**Your instructions:** Print the whole listing, keeping every line exactly as given.

= = =

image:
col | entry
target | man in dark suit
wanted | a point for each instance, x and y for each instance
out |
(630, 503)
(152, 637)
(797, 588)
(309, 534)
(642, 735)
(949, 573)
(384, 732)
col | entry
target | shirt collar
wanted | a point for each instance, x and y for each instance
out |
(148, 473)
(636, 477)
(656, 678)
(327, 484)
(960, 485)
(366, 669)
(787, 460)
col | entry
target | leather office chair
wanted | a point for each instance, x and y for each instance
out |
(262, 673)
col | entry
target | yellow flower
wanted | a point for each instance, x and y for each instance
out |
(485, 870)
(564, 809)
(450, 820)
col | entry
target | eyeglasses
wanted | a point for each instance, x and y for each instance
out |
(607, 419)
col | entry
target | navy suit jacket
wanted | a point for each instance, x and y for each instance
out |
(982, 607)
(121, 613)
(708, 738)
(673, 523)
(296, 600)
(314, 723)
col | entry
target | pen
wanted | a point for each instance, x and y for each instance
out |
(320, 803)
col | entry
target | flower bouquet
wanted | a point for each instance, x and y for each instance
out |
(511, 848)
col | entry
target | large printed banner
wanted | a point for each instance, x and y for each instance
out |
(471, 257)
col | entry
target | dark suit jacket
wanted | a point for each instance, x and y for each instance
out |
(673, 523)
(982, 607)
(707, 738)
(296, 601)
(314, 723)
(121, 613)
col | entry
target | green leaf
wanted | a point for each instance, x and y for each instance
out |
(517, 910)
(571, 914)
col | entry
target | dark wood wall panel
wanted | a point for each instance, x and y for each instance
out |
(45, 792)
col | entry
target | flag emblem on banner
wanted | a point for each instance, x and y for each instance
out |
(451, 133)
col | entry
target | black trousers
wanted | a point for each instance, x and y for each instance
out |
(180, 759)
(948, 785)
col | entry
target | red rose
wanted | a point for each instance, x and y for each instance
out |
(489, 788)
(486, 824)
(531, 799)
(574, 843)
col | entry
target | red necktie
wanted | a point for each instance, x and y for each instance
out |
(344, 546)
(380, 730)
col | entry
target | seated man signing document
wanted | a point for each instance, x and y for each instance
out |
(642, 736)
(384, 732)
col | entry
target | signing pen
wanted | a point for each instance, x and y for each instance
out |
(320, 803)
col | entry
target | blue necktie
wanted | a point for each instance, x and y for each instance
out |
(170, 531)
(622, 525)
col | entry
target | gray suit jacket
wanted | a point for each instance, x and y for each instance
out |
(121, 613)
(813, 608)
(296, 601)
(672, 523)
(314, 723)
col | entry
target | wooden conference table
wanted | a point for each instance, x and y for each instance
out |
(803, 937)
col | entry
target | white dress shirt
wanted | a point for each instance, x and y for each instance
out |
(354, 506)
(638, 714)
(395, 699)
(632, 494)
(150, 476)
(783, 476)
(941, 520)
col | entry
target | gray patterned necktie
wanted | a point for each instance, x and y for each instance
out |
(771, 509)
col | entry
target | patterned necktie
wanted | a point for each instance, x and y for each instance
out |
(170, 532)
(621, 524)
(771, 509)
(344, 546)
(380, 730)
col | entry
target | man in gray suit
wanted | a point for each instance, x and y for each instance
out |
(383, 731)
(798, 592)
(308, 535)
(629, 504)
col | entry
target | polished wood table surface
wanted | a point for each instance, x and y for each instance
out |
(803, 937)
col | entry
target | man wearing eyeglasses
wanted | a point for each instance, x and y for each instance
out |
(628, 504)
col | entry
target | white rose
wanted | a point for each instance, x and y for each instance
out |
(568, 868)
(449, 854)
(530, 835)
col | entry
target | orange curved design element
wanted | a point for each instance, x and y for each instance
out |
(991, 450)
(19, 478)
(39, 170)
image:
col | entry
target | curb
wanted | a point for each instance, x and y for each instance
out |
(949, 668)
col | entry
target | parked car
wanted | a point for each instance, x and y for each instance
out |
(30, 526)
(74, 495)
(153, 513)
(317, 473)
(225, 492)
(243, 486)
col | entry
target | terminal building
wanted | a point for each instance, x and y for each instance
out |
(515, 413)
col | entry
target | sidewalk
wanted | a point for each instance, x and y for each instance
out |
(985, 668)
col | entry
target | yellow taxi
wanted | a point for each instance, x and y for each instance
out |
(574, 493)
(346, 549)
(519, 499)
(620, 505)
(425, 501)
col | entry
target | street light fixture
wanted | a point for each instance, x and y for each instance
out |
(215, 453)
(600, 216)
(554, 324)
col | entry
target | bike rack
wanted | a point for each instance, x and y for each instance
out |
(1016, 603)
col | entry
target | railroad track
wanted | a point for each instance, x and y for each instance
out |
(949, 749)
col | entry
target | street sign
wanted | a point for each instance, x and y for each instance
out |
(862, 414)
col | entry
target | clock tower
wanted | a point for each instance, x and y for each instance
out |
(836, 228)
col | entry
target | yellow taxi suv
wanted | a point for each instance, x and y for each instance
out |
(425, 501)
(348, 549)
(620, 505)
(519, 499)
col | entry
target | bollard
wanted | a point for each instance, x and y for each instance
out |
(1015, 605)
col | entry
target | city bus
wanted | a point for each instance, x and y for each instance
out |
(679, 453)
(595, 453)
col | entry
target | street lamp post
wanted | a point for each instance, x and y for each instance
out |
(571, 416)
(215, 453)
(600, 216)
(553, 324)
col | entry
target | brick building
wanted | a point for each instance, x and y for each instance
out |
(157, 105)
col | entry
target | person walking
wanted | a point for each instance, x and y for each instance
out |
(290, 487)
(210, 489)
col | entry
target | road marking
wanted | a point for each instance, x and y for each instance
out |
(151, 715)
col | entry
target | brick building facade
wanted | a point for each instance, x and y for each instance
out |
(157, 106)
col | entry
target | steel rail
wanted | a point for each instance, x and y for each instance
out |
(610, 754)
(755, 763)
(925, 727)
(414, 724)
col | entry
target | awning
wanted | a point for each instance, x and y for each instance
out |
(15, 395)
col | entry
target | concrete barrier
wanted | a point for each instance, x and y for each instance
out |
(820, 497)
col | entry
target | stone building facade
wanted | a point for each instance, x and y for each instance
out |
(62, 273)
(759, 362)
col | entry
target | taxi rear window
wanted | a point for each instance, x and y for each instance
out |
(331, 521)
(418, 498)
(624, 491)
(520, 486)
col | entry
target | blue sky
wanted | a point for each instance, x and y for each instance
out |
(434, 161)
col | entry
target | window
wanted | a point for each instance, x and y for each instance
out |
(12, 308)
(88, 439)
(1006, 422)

= = =

**Task response:**
image:
col | entry
target | man in dark suit
wanted | a point for each instance, x and y for each instance
out |
(630, 503)
(152, 637)
(797, 588)
(309, 534)
(642, 735)
(949, 573)
(384, 732)
col | entry
target | shirt collar
wanted | a point for each instance, x and y for each instance
out |
(148, 473)
(636, 477)
(656, 678)
(327, 484)
(960, 485)
(366, 669)
(787, 460)
col | entry
target | leather office chair
wanted | a point for each instance, x and y for each instance
out |
(262, 673)
col | entry
target | yellow flower
wanted | a point for each instance, x and y for each instance
out |
(485, 870)
(564, 809)
(450, 820)
col | entry
target | eyeglasses
wanted | a point for each instance, x and y for each instance
out |
(607, 419)
col | entry
target | navy suit jacket
wanted | a point for each instance, x and y for each instance
out |
(982, 607)
(121, 613)
(708, 738)
(673, 523)
(296, 600)
(314, 723)
col | entry
target | pen
wanted | a point for each instance, x and y for each instance
out |
(320, 803)
col | entry
target | flower bouquet
wanted | a point for each instance, x and y for each instance
out |
(511, 848)
col | entry
target | large printed banner
wanted | a point for each instance, x and y for each instance
out |
(471, 257)
col | entry
target | dark suit jacket
wanted | a point for each instance, x and y for each instance
out |
(673, 523)
(982, 607)
(707, 738)
(296, 601)
(314, 723)
(121, 613)
col | entry
target | green leaf
wanted | a point for each instance, x and y for each instance
out |
(517, 910)
(571, 914)
col | entry
target | dark wood wall panel
wanted | a point for each instance, x and y for each instance
out |
(45, 792)
col | entry
target | flag emblem on banner
wanted | a point for each instance, x and y for each instance
out |
(451, 133)
col | entry
target | black trousers
wanted | a point for each instance, x and y for each instance
out |
(180, 759)
(948, 785)
col | entry
target | red rose
wanted | a point for each instance, x and y for each instance
out |
(489, 788)
(486, 824)
(531, 799)
(574, 843)
col | entry
target | red necktie
wanted | a point for each instance, x and y for each instance
out |
(344, 546)
(380, 730)
col | entry
target | seated man signing document
wanted | a point for each instance, x and y for each instance
out |
(642, 736)
(384, 732)
col | entry
target | signing pen
wanted | a point for each instance, x and y for each instance
out |
(320, 803)
col | entry
target | blue necktie
wanted | a point for each instance, x and y for each instance
out |
(170, 531)
(622, 525)
col | entry
target | gray suit jacket
wanted | a point for each instance, x and y for each instance
out |
(121, 613)
(813, 608)
(296, 601)
(672, 523)
(314, 723)
col | entry
target | wooden conference table
wanted | a point for each instance, x and y for each instance
out |
(803, 937)
col | entry
target | white dress shirt
wanted | a point for each instance, x and y for each instance
out |
(354, 506)
(638, 714)
(395, 699)
(632, 494)
(150, 476)
(783, 476)
(941, 520)
col | entry
target | gray patterned necktie
wanted | a point for each instance, x and y for each instance
out |
(771, 509)
col | entry
target | patterned necktie
wanted | a point for each instance, x and y for each instance
out |
(170, 532)
(621, 524)
(771, 509)
(344, 546)
(380, 730)
col | entry
target | man in gray suit
wanted | a point for each instance, x and y for each instance
out |
(383, 731)
(798, 592)
(308, 535)
(629, 504)
col | entry
target | polished wood table surface
wanted | a point for each instance, x and y for each instance
out |
(803, 937)
col | entry
target | man wearing eyeglasses
wanted | a point for each instance, x and y for each instance
out |
(628, 504)
col | entry
target | white rose
wanted | a point for each instance, x and y for each instance
out |
(568, 868)
(449, 854)
(530, 835)
col | entry
target | orange curved design element
wanted | a point for each instance, x and y for each instance
out |
(991, 450)
(19, 478)
(39, 170)
image:
col | entry
target | curb
wanted | a point for each instance, x and y for each instance
out |
(949, 668)
col | entry
target | parked car
wanted | a point for each instance, x and y for each instance
out |
(30, 526)
(74, 495)
(153, 513)
(317, 473)
(225, 492)
(243, 486)
col | entry
target | terminal building
wanted | a point for each instance, x and y for each instance
out |
(515, 413)
col | entry
target | sidewalk
wanted | a point for each instance, x and y for each instance
out |
(985, 668)
col | entry
target | yellow taxi
wanted | a point for each instance, x and y for each instance
out |
(574, 493)
(346, 549)
(519, 499)
(620, 505)
(425, 501)
col | entry
target | street light fixture
wanted | a point for each instance, x and y for each instance
out |
(215, 453)
(600, 216)
(554, 324)
col | entry
target | bike rack
wanted | a point for each instance, x and y for each instance
out |
(1016, 603)
col | entry
target | railroad track
wanted | a point for each instance, x and y for each instance
out |
(949, 749)
col | entry
target | street sign
wanted | a point for each instance, x and y for each instance
out |
(862, 414)
col | entry
target | clock tower
wanted | a point for each instance, x and y for each instance
out |
(836, 228)
col | entry
target | yellow taxi suv
wanted | a point for each instance, x and y for each instance
out |
(425, 501)
(348, 549)
(620, 505)
(519, 499)
col | entry
target | bollard
wanted | a point for each instance, x and y for each instance
out |
(1015, 605)
col | entry
target | city bus
wanted | a point for each instance, x and y for each instance
out |
(679, 453)
(595, 453)
col | entry
target | street lamp post
wanted | a point for each instance, x and y for each instance
out |
(571, 416)
(215, 453)
(600, 216)
(553, 324)
col | entry
target | brick building
wanted | a point for each instance, x and y for each instance
out |
(157, 105)
col | entry
target | person walking
wanted | a point for each instance, x and y for each instance
out |
(290, 487)
(210, 489)
col | entry
target | road marking
wanted | a point for each instance, x and y for each instance
out |
(151, 715)
col | entry
target | brick building facade
wanted | a point for each instance, x and y for each instance
out |
(157, 106)
col | entry
target | steel rail
wanted | a point for each instance, x and y for each instance
out |
(610, 754)
(755, 763)
(925, 727)
(414, 724)
col | entry
target | awning
wanted | a point for each instance, x and y for each instance
out |
(15, 395)
col | entry
target | concrete barrier
wanted | a point for each instance, x and y for each instance
out |
(820, 497)
col | entry
target | stone building facade
wanted | a point for each instance, x and y for each instance
out |
(62, 273)
(759, 362)
col | entry
target | taxi rear window
wanted | a point for each instance, x and y for each instance
out |
(331, 521)
(418, 498)
(624, 491)
(520, 486)
col | entry
target | blue sky
wanted | a point for each instance, x and y for each instance
out |
(434, 161)
col | entry
target | window
wanted | a point for each instance, x and y for each instance
out |
(12, 308)
(88, 439)
(1006, 422)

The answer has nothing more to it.